Les images de crashs aériens sont toujours marquantes pour l'opinion. Tout simplement parce que la disparition des avions, en mer ou sur terre, se traduit par une désintégration de tout ce qui compose les appareils en des milliers de débris, de terribles «confettis» qui prennent au cœur les familles des victimes, les sauveteurs et tous ceux qui voient de telles images. Le crash d'un avion de la compagnie Ethiopian Airlines, qui s'est écrasé alors qu'il effectuait la liaison Addis Abeba-Nairobi, faisant 157 morts dont 9 Français, ne déroge pas à cette sombre règle. Comme à chaque fois l'émotion va aussi laisser place aux questions pour comprendre ce qui a pu provoquer un tel drame.
Dans le cas particulier du Boeing 737 MAX-8, l'enquête qui s'engage fait d'ailleurs écho à celle concernant un autre crash survenu il y a à peine cinq mois sur le même type d'appareil. Un Boeing tout neuf de la compagnie indonésienne Lion Air s'était écrasé en mer, faisant 189 victimes.
Les causes sont-elles similaires dans les deux accidents aériens ? L'enquête le déterminera. Mais d'ores et déjà deux enseignements peuvent être tirés de ce crash.

* Tâche donnée:
Recopiez mot pour mot le passage du texte sur le crash d'Ethiopian Airlines qui va de « Les images de » à « un tel drame. », ces deux passages compris.

* Lignes:
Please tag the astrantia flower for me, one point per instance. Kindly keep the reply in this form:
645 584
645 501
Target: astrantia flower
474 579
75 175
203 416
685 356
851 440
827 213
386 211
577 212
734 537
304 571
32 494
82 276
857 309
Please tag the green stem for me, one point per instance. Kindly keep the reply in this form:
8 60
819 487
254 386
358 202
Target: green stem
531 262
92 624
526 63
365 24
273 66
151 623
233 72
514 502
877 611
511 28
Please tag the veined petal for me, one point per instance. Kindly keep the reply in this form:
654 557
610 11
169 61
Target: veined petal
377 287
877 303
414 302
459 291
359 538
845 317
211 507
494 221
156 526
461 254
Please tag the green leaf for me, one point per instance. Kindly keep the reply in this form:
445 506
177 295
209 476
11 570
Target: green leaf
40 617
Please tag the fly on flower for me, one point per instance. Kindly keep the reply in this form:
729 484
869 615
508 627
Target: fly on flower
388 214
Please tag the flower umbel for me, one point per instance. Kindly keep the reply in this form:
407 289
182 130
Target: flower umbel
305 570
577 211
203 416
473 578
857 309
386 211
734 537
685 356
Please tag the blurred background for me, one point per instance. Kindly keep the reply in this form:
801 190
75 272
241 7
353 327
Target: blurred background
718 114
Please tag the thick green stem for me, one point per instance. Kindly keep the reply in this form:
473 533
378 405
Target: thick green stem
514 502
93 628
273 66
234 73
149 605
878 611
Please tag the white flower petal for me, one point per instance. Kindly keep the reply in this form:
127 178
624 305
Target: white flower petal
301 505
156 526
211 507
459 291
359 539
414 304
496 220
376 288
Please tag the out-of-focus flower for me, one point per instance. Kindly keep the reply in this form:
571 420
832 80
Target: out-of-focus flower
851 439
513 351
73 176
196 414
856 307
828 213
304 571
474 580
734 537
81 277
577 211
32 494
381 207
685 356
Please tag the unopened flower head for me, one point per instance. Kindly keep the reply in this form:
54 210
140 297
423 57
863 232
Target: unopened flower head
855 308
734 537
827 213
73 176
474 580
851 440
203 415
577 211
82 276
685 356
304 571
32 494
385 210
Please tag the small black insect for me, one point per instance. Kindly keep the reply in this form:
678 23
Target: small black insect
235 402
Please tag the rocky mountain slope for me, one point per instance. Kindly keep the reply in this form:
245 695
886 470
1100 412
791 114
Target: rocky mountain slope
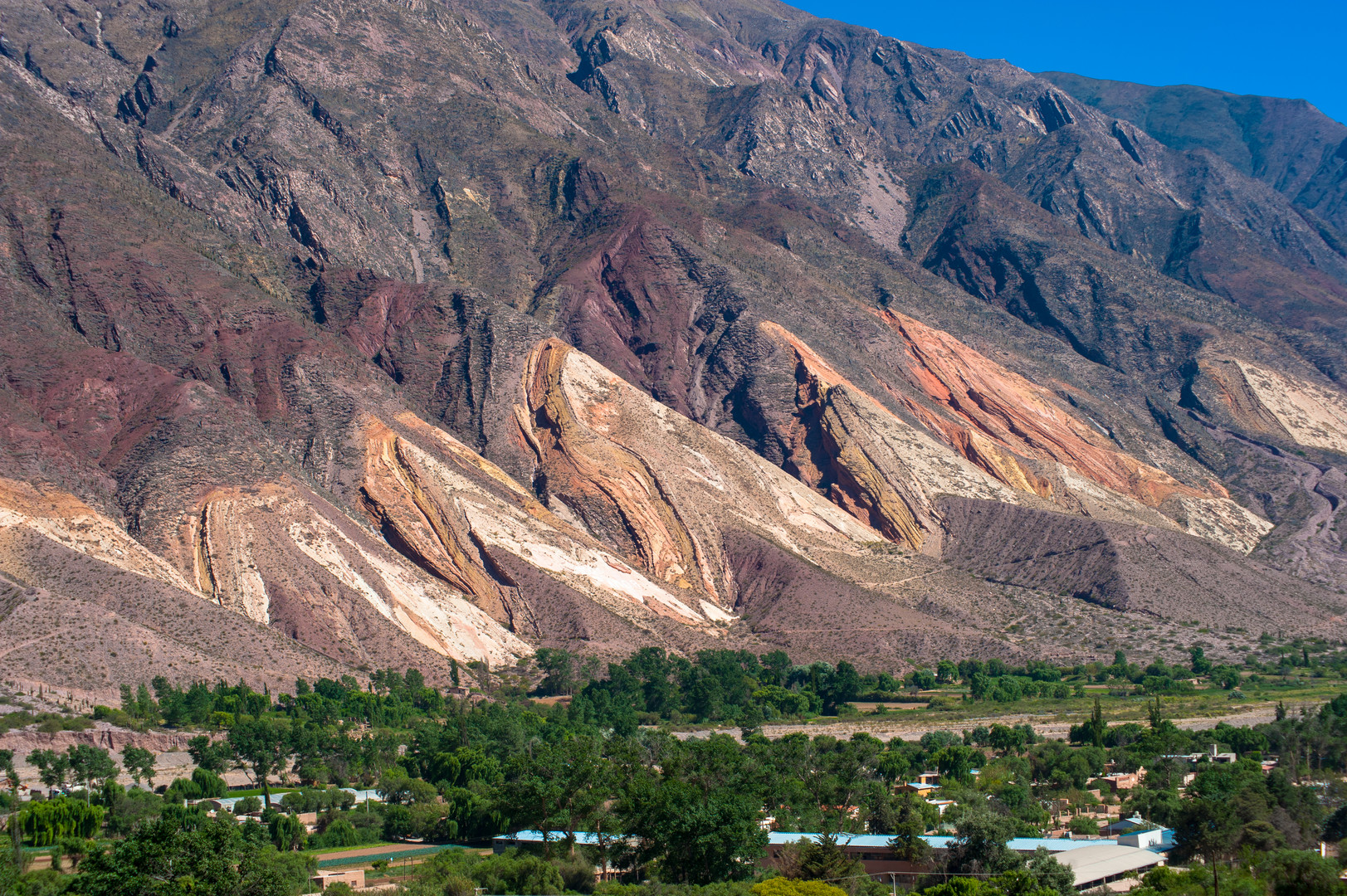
407 332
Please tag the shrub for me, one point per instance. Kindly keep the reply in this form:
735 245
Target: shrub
784 887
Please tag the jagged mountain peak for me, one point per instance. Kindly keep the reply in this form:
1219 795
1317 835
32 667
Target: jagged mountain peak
438 330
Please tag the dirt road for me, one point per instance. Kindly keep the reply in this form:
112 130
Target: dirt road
1046 725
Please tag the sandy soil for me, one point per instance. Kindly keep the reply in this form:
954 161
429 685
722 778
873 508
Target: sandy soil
1044 725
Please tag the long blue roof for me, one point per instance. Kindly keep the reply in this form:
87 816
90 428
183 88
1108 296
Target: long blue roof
876 841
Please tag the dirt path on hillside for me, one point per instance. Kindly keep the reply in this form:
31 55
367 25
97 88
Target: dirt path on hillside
1044 725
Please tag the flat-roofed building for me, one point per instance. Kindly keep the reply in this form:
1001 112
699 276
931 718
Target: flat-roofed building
1101 864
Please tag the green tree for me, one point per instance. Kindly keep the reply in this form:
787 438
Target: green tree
261 745
89 764
910 825
1096 727
139 763
695 837
979 846
214 756
53 767
1292 872
45 822
557 787
1208 829
1050 874
287 831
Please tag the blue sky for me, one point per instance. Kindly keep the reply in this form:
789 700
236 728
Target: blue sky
1286 49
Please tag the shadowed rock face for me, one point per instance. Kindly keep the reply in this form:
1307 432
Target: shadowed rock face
447 330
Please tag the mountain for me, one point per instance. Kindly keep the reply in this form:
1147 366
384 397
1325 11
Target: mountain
417 332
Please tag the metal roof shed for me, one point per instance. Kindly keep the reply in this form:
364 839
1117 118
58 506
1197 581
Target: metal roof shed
1104 863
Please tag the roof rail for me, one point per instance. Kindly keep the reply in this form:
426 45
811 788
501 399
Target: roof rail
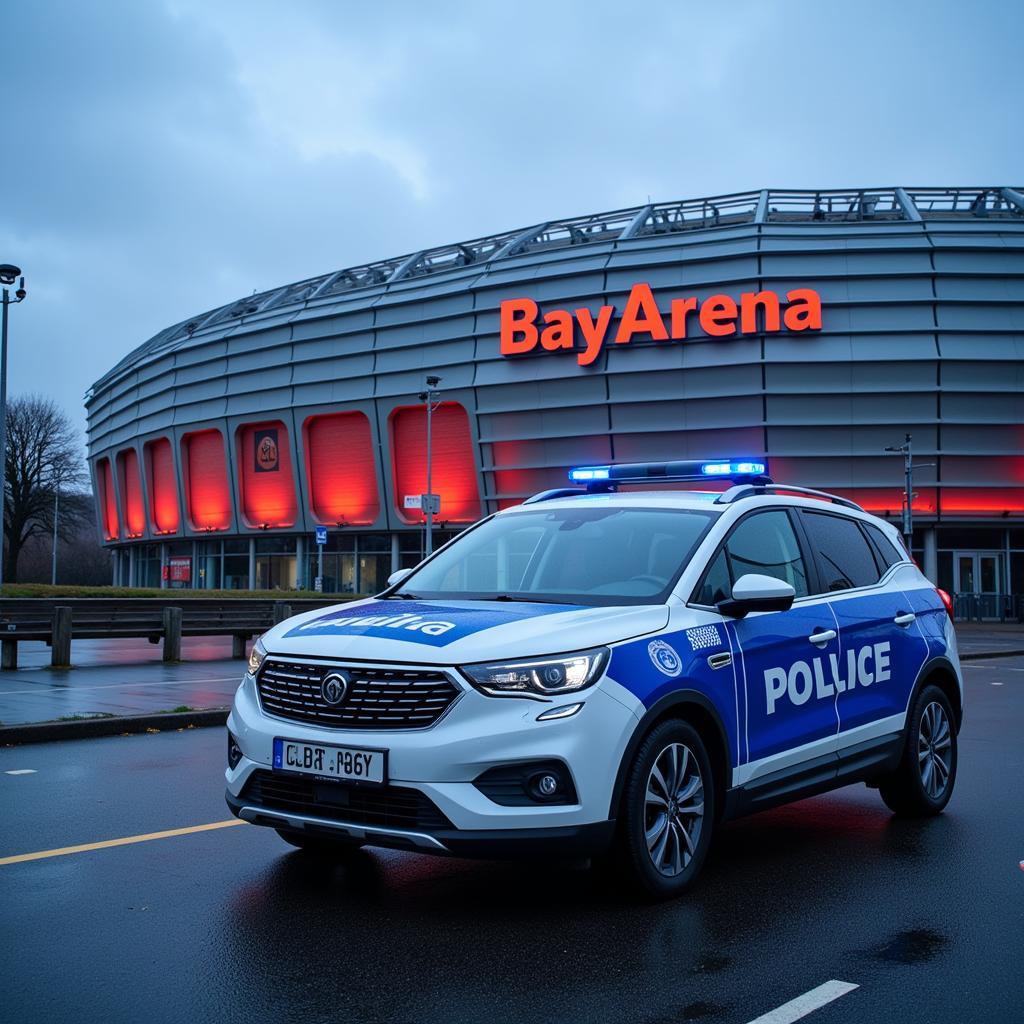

* Réponse finale:
Les images de crashs aériens sont toujours marquantes pour l'opinion. Tout simplement parce que la disparition des avions, en mer ou sur terre, se traduit par une désintégration de tout ce qui compose les appareils en des milliers de débris, de terribles «confettis» qui prennent au cœur les familles des victimes, les sauveteurs et tous ceux qui voient de telles images. Le crash d'un avion de la compagnie Ethiopian Airlines, qui s'est écrasé alors qu'il effectuait la liaison Addis Abeba-Nairobi, faisant 157 morts dont 9 Français, ne déroge pas à cette sombre règle. Comme à chaque fois l'émotion va aussi laisser place aux questions pour comprendre ce qui a pu provoquer un tel drame.